■ Directions:
Locate each line in the records that contains the string "sleeve" and copy those lines.

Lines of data
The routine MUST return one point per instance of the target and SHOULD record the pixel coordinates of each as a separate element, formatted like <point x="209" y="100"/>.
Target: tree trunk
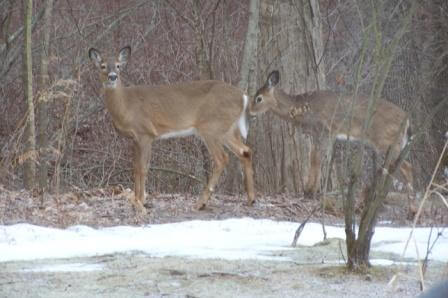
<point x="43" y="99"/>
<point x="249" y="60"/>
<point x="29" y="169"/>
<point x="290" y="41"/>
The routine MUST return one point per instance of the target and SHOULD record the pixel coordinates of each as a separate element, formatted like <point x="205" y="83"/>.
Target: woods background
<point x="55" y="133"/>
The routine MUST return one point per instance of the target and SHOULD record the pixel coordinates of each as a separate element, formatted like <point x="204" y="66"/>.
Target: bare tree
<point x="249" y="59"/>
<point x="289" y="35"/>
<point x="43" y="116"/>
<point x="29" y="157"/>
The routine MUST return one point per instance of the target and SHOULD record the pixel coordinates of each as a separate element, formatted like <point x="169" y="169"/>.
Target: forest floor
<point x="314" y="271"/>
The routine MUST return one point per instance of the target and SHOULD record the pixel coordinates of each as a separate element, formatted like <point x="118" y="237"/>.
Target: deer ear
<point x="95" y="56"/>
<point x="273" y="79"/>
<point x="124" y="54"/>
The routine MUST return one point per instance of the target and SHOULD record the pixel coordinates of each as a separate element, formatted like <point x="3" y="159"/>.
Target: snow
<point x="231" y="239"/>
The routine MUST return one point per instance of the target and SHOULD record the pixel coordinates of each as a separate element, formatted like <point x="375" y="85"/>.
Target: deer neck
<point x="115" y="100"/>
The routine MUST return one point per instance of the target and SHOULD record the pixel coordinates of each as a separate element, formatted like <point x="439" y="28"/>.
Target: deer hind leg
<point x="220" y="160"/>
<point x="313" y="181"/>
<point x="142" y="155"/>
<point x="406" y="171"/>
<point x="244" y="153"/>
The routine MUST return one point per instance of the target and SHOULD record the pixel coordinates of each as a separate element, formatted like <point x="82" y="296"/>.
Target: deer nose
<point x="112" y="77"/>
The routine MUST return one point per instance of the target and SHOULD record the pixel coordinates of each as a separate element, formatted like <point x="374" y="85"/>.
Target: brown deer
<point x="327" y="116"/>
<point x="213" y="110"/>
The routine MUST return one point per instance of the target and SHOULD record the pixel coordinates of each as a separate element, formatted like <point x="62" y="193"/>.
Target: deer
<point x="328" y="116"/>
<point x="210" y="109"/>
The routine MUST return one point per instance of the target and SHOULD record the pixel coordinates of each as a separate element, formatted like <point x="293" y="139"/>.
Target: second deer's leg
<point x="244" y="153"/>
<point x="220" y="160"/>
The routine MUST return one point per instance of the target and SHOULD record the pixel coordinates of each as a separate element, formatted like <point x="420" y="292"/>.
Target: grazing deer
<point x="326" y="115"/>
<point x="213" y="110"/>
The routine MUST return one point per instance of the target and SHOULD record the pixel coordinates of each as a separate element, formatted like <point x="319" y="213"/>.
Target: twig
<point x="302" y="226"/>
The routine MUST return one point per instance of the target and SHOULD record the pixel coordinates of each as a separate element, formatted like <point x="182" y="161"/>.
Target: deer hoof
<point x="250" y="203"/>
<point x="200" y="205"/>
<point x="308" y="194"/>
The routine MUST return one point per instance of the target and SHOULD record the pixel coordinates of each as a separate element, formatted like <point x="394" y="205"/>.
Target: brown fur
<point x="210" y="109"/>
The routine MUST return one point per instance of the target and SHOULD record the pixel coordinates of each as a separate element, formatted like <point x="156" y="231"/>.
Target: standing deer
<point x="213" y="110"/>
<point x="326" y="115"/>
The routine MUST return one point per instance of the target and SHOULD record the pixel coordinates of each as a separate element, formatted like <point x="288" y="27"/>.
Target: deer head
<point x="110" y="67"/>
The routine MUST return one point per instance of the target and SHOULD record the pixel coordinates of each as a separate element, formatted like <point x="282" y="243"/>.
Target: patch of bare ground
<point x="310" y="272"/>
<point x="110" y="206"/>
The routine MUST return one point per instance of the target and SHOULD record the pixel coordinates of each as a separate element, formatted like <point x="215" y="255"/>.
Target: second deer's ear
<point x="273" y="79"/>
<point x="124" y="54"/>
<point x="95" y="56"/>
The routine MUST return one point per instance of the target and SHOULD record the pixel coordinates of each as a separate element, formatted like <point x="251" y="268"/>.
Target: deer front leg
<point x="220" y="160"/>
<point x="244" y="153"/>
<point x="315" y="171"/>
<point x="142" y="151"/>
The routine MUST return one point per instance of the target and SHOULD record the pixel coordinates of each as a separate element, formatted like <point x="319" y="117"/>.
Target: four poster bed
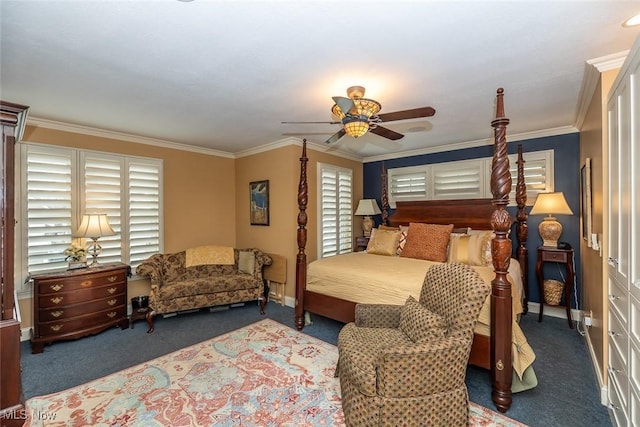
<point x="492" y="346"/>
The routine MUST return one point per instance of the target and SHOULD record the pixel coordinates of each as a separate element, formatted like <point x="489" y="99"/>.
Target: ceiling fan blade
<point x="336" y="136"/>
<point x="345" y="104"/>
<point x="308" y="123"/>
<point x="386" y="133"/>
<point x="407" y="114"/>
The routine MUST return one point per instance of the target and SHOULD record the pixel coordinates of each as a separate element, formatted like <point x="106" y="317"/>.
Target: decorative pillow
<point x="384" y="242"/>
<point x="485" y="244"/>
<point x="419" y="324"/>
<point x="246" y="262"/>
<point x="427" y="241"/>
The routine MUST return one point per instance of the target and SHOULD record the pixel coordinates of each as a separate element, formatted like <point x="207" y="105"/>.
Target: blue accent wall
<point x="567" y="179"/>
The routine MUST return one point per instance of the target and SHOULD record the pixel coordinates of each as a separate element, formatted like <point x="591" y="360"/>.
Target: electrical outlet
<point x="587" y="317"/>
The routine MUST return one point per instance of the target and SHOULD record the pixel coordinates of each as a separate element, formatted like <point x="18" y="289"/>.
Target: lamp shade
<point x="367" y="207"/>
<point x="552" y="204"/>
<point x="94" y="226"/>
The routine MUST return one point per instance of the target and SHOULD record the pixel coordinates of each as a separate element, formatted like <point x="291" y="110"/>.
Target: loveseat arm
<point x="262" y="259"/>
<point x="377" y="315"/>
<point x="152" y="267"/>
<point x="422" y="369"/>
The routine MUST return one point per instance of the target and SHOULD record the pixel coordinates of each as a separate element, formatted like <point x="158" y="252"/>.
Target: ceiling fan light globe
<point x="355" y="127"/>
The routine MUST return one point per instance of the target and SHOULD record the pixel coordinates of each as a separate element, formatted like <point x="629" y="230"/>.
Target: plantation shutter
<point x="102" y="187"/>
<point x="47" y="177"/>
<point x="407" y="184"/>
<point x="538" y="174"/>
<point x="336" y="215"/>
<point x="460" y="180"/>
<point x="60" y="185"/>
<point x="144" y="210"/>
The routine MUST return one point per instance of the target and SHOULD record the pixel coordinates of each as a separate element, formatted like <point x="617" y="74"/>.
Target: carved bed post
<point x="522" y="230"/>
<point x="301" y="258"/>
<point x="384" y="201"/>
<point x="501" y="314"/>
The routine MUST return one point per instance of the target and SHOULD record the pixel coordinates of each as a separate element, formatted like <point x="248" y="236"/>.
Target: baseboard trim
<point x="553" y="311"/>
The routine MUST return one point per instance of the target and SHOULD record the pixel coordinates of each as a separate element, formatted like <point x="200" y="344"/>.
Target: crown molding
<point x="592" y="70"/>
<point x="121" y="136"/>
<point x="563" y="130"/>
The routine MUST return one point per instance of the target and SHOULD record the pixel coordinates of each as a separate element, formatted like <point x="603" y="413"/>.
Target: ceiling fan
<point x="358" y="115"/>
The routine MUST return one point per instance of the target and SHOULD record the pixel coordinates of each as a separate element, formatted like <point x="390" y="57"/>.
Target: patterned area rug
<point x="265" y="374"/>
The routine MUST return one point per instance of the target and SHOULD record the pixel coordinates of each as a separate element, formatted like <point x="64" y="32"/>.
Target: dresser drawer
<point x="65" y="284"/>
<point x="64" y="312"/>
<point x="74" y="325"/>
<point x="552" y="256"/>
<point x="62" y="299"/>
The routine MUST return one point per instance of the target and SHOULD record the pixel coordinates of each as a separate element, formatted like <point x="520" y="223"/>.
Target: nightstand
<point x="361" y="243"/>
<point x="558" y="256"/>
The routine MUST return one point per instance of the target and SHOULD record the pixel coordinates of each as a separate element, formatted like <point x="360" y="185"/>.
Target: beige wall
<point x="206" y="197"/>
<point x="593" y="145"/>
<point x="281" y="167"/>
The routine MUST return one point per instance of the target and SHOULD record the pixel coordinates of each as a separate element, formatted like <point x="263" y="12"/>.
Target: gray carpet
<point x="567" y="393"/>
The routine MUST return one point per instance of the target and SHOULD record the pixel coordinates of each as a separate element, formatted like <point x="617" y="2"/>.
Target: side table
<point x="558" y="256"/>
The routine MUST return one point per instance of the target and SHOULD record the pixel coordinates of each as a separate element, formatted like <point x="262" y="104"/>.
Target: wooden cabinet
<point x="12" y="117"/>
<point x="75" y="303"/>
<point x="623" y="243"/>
...
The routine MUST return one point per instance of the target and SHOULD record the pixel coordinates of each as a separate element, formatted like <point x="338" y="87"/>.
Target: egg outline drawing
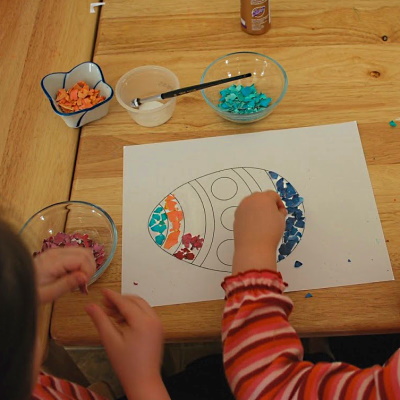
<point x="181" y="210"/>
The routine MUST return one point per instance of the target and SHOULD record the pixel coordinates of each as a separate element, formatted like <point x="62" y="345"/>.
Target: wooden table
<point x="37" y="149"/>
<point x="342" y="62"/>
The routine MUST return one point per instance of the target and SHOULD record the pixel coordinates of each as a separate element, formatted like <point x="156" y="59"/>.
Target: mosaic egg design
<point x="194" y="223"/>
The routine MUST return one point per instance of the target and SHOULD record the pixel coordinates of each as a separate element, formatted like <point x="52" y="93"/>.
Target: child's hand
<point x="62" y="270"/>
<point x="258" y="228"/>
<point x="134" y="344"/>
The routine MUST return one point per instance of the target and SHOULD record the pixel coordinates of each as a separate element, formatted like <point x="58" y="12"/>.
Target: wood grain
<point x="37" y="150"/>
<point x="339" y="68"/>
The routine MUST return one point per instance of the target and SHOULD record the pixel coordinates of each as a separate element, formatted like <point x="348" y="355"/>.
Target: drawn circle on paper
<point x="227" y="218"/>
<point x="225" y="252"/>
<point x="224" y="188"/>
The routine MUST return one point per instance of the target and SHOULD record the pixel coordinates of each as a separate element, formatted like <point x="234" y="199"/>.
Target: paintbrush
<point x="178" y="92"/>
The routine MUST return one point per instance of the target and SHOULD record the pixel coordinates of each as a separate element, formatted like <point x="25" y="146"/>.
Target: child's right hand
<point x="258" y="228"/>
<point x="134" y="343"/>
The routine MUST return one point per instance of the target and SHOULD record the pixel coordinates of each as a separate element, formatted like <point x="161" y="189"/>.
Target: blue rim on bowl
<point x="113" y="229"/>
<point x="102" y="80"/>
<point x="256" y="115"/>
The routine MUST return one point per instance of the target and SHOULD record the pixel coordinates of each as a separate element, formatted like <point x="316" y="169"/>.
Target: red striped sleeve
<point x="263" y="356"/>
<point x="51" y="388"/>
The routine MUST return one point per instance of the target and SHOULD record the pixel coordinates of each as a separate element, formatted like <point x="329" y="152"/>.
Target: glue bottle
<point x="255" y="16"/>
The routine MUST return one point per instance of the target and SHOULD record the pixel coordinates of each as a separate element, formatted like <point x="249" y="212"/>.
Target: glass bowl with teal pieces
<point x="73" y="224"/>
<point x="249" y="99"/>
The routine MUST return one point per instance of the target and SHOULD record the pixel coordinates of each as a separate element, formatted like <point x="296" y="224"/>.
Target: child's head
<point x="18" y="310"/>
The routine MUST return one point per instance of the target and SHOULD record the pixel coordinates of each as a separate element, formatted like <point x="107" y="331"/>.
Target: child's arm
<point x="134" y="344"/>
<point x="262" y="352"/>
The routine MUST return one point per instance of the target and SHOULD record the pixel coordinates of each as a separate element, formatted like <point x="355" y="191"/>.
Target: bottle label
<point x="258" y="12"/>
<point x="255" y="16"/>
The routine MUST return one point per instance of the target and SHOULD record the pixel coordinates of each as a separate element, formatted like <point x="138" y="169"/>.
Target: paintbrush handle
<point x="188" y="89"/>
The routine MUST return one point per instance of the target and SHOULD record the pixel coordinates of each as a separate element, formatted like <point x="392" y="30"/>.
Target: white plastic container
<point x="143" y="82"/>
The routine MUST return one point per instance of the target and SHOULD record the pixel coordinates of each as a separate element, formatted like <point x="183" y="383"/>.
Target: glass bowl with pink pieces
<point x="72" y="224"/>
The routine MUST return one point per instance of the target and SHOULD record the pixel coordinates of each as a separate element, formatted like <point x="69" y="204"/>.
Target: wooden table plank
--
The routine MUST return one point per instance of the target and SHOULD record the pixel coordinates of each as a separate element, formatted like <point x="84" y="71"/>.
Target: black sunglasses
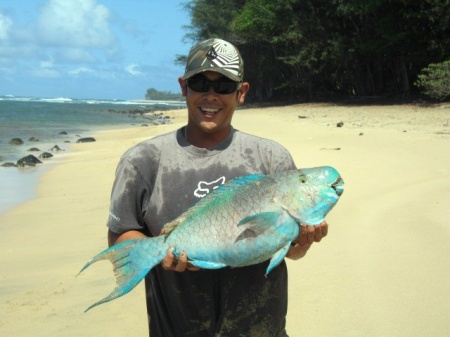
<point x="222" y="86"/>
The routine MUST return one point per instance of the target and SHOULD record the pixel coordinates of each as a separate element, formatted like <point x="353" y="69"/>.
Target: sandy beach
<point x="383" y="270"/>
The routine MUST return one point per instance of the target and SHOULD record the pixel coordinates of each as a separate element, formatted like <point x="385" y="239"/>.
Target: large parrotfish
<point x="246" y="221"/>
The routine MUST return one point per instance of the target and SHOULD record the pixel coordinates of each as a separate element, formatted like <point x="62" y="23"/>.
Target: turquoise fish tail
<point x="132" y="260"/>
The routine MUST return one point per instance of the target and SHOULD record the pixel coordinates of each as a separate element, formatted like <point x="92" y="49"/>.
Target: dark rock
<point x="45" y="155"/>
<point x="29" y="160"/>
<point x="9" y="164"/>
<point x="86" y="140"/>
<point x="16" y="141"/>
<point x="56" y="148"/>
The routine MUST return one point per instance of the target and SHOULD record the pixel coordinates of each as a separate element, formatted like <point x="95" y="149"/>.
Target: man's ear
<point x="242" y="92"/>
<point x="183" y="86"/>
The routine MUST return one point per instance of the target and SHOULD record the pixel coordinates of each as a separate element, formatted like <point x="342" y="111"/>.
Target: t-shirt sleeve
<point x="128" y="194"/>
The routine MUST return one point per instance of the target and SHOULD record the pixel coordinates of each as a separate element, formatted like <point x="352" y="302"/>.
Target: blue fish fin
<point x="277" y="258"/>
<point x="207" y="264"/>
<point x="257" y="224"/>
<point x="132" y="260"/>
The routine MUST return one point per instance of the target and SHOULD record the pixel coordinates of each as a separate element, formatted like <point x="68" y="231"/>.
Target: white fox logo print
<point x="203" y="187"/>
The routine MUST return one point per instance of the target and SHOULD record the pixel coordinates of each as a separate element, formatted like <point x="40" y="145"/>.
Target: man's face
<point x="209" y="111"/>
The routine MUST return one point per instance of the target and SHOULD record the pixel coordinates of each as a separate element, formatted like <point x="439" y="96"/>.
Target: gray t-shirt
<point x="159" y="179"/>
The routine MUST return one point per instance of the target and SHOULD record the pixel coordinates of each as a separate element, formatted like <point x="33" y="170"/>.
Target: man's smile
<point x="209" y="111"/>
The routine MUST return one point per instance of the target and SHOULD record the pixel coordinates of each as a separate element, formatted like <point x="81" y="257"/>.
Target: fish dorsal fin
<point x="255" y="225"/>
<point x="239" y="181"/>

■ Solution:
Target: red striped sleeve
Target: t-shirt sleeve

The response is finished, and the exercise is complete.